| Directions |
Return verbatim every line from the one containing "Could you provide the mask of every instance of the black" through the one containing "[[176,41],[176,38],[173,36],[171,36],[169,37],[168,38],[171,41]]", both included, and nothing else.

| Data shown |

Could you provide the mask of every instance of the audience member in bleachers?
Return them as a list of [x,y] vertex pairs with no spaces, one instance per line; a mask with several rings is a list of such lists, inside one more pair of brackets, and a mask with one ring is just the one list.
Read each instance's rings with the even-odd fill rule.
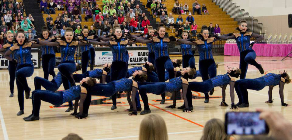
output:
[[189,33],[189,24],[187,20],[186,21],[185,24],[183,25],[183,30],[188,31],[188,33]]
[[89,19],[92,18],[92,11],[90,8],[88,7],[87,11],[85,12],[85,21],[88,21]]
[[168,140],[165,122],[158,115],[146,116],[141,122],[140,129],[139,140]]
[[220,29],[220,27],[219,27],[218,24],[215,24],[215,28],[214,28],[214,29],[215,34],[220,34],[221,32],[221,30]]
[[81,14],[83,14],[84,11],[86,11],[87,10],[87,8],[88,7],[88,2],[86,1],[86,0],[83,0],[83,1],[80,4],[81,7]]
[[189,16],[186,17],[186,20],[187,20],[189,21],[189,24],[193,24],[193,22],[195,21],[195,18],[193,17],[192,16],[192,14],[191,13],[189,13]]
[[57,5],[54,3],[53,0],[50,0],[50,2],[48,4],[48,7],[49,8],[49,10],[51,11],[51,14],[56,14],[55,8],[57,8]]
[[34,19],[33,19],[33,17],[30,14],[28,14],[28,17],[26,18],[26,19],[30,21],[33,24],[34,24]]
[[138,14],[140,15],[142,15],[142,10],[139,8],[140,6],[139,5],[137,4],[136,5],[136,8],[134,8],[133,10],[133,12],[135,13],[138,12]]
[[12,15],[10,14],[10,12],[9,11],[7,11],[7,14],[4,16],[4,18],[5,19],[6,24],[10,27],[10,24],[12,22]]
[[201,6],[198,3],[198,1],[195,1],[195,2],[193,4],[193,15],[195,14],[195,12],[196,11],[198,15],[202,15],[201,14]]
[[144,29],[147,28],[147,25],[150,25],[150,21],[148,20],[148,18],[145,16],[144,17],[144,20],[141,23],[141,28],[140,29],[141,31],[144,31]]
[[73,10],[73,11],[72,11],[71,14],[72,14],[72,15],[71,16],[71,19],[74,18],[74,17],[75,17],[77,16],[79,18],[79,19],[80,20],[80,21],[82,22],[81,16],[80,15],[80,11],[77,7],[75,6],[74,7],[74,9]]
[[172,29],[173,26],[174,26],[175,24],[174,24],[174,18],[172,16],[172,14],[169,13],[169,16],[167,17],[167,24],[169,28]]
[[160,22],[163,24],[165,26],[167,26],[167,23],[166,21],[167,21],[167,16],[165,15],[165,13],[164,12],[162,12],[161,15],[159,16],[160,18]]
[[188,12],[189,13],[189,5],[188,5],[188,4],[186,3],[186,2],[185,3],[185,5],[183,7],[183,11],[184,12],[184,14],[185,15],[186,15],[187,12]]
[[206,15],[206,12],[208,15],[210,15],[210,14],[209,14],[209,12],[207,10],[207,7],[206,7],[206,5],[205,4],[203,4],[202,5],[202,11],[204,12],[204,15]]
[[131,31],[133,33],[134,32],[134,29],[135,31],[138,31],[139,29],[137,27],[137,21],[135,20],[135,17],[133,17],[130,21],[130,29],[131,29]]
[[192,30],[191,32],[192,32],[193,36],[195,37],[196,36],[197,34],[197,28],[198,28],[198,25],[196,23],[196,21],[194,21],[192,25]]
[[64,10],[64,2],[63,0],[55,0],[54,2],[59,10]]
[[100,9],[99,9],[99,8],[98,7],[98,5],[97,4],[95,5],[95,8],[94,8],[92,10],[92,18],[95,20],[96,18],[96,16],[98,15],[99,13],[100,12],[101,12],[101,10],[100,10]]
[[215,29],[213,27],[213,23],[210,23],[210,26],[208,27],[208,30],[209,31],[209,34],[214,34],[215,33]]
[[229,140],[230,136],[225,132],[224,123],[218,119],[207,122],[204,126],[201,140]]
[[8,27],[6,25],[6,23],[4,21],[2,22],[2,25],[0,26],[0,31],[1,32],[6,34],[8,31],[9,29]]
[[176,37],[178,37],[182,33],[182,30],[183,30],[183,24],[181,21],[179,21],[179,23],[177,24],[176,28]]
[[65,35],[65,32],[66,31],[66,25],[63,25],[63,28],[61,30],[61,36],[63,36]]

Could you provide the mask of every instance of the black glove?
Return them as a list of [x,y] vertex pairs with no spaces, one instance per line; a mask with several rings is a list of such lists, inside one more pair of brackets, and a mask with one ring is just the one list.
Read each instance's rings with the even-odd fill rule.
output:
[[130,116],[132,116],[134,115],[137,115],[137,114],[138,113],[137,113],[137,110],[134,110],[133,112],[129,113],[128,114]]
[[289,105],[284,102],[282,102],[281,103],[281,105],[284,106],[289,106]]
[[171,106],[167,106],[165,107],[165,108],[169,109],[174,109],[176,108],[176,106],[172,105]]
[[231,108],[230,108],[230,109],[238,109],[238,108],[234,104],[234,103],[231,103]]
[[176,41],[176,38],[173,36],[171,36],[169,37],[168,38],[171,41]]

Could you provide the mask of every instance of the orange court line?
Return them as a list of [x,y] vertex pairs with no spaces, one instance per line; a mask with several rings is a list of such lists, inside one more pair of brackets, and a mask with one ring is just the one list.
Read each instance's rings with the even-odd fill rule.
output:
[[184,120],[186,120],[186,121],[187,121],[188,122],[191,122],[191,123],[193,123],[194,124],[195,124],[195,125],[199,125],[199,126],[200,126],[200,127],[202,127],[204,128],[204,126],[203,126],[203,125],[200,125],[200,124],[199,124],[197,123],[196,123],[196,122],[193,122],[193,121],[191,121],[191,120],[189,120],[187,119],[186,119],[186,118],[183,118],[183,117],[181,117],[181,116],[178,116],[178,115],[176,115],[176,114],[174,114],[174,113],[172,113],[172,112],[169,112],[169,111],[167,111],[167,110],[165,110],[165,109],[162,109],[162,108],[160,108],[160,107],[158,107],[158,106],[154,106],[154,105],[153,105],[153,104],[151,104],[151,103],[148,103],[148,104],[149,105],[150,105],[150,106],[154,106],[154,107],[156,107],[156,108],[158,108],[158,109],[160,109],[160,110],[162,110],[162,111],[165,111],[165,112],[167,112],[167,113],[169,113],[169,114],[171,114],[171,115],[174,115],[174,116],[177,116],[177,117],[179,117],[179,118],[181,118],[181,119],[184,119]]

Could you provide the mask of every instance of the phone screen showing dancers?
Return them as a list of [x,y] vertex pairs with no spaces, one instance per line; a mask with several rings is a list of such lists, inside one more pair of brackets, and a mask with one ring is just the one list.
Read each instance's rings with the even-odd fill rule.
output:
[[269,127],[259,119],[259,112],[229,112],[225,115],[225,131],[227,135],[250,135],[267,134]]

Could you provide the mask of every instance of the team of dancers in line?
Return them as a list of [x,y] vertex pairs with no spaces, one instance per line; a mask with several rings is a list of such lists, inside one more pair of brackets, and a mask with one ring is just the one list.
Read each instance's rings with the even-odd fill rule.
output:
[[[184,112],[191,112],[193,109],[192,91],[204,93],[204,102],[208,103],[209,93],[212,95],[214,87],[217,86],[222,88],[223,99],[221,105],[228,106],[225,102],[225,90],[228,84],[230,87],[231,109],[249,106],[247,89],[259,90],[267,86],[269,86],[269,100],[266,103],[273,103],[273,87],[278,85],[281,105],[288,106],[283,99],[284,86],[290,82],[286,72],[280,72],[278,74],[269,73],[254,79],[245,78],[249,64],[255,66],[262,74],[264,73],[261,65],[255,60],[255,53],[252,49],[253,44],[262,39],[263,37],[249,31],[245,21],[240,22],[237,29],[239,33],[211,36],[209,35],[207,26],[204,25],[196,40],[191,38],[187,32],[183,32],[181,39],[173,36],[167,37],[165,28],[160,25],[155,32],[152,27],[149,27],[146,37],[123,33],[119,28],[115,28],[113,34],[109,36],[89,36],[89,30],[85,26],[82,29],[81,37],[75,37],[72,29],[68,28],[63,37],[55,38],[51,37],[47,28],[44,28],[41,38],[30,41],[26,38],[24,31],[20,29],[15,38],[13,34],[7,33],[8,43],[0,48],[0,53],[9,61],[11,97],[13,96],[14,81],[16,79],[20,110],[17,115],[20,116],[24,113],[24,92],[26,98],[28,99],[31,91],[26,78],[31,76],[33,73],[31,48],[39,47],[42,50],[44,77],[34,78],[35,90],[32,91],[31,97],[32,111],[31,114],[23,118],[25,121],[39,119],[41,100],[55,106],[68,102],[69,107],[66,112],[74,109],[71,115],[82,119],[88,115],[92,95],[111,97],[113,105],[111,109],[114,109],[116,108],[116,94],[123,92],[127,93],[130,106],[130,108],[127,110],[132,112],[129,114],[130,115],[137,115],[137,111],[141,111],[139,94],[144,105],[144,109],[140,114],[143,115],[151,112],[147,93],[161,95],[160,103],[163,104],[165,92],[172,93],[173,104],[165,107],[174,108],[176,106],[176,94],[180,93],[177,91],[181,90],[184,104],[177,108],[183,109]],[[256,39],[250,43],[251,37]],[[236,41],[240,52],[239,68],[228,67],[226,74],[217,76],[216,64],[212,54],[212,43],[218,39],[232,39]],[[147,44],[148,61],[142,66],[128,70],[129,56],[127,46],[137,42]],[[169,43],[180,46],[182,60],[171,60],[168,52]],[[103,69],[93,69],[95,54],[93,44],[110,47],[113,56],[111,63],[104,64]],[[192,45],[196,46],[199,54],[198,70],[196,70],[195,66]],[[81,66],[75,63],[74,59],[76,48],[79,46],[82,51]],[[59,72],[56,75],[54,70],[56,63],[54,48],[56,47],[60,48],[61,62],[57,67]],[[90,70],[87,71],[89,62]],[[182,63],[182,70],[177,71],[176,67]],[[73,74],[75,72],[80,70],[82,74]],[[53,77],[51,81],[48,80],[49,75]],[[198,76],[202,77],[202,82],[188,82],[188,79],[193,79]],[[235,80],[235,78],[238,77],[240,80]],[[97,83],[96,79],[99,79],[99,83]],[[79,85],[76,86],[76,82],[79,83]],[[65,90],[56,92],[62,83]],[[42,86],[45,90],[40,90]],[[234,103],[234,89],[239,100],[236,104]],[[75,100],[75,108],[72,102],[74,100]],[[78,105],[79,113],[77,112]]]

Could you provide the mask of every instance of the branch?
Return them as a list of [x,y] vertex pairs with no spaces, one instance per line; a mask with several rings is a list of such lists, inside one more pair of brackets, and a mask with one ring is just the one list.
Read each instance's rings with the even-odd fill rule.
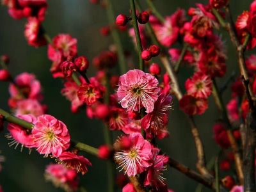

| Solution to this task |
Could you provide the mask of every instance of the black glove?
Return them as a list of [x,y] vertex pairs with no spaces, one instance per line; a mask with several rings is a list of such lists, inside one more pair of brackets, and a mask with one ring is just the one list.
Read each instance's rings with the even-odd fill rule.
output:
[[130,116],[132,116],[134,115],[137,115],[137,114],[138,113],[137,113],[137,110],[134,110],[133,112],[129,113],[128,114]]
[[289,105],[284,102],[282,102],[281,103],[281,105],[284,106],[289,106]]
[[171,106],[167,106],[165,107],[165,108],[169,109],[174,109],[176,108],[176,106],[172,105]]
[[231,108],[230,108],[230,109],[238,109],[238,108],[234,104],[234,103],[231,103]]
[[176,41],[176,38],[173,36],[171,36],[169,37],[168,38],[171,41]]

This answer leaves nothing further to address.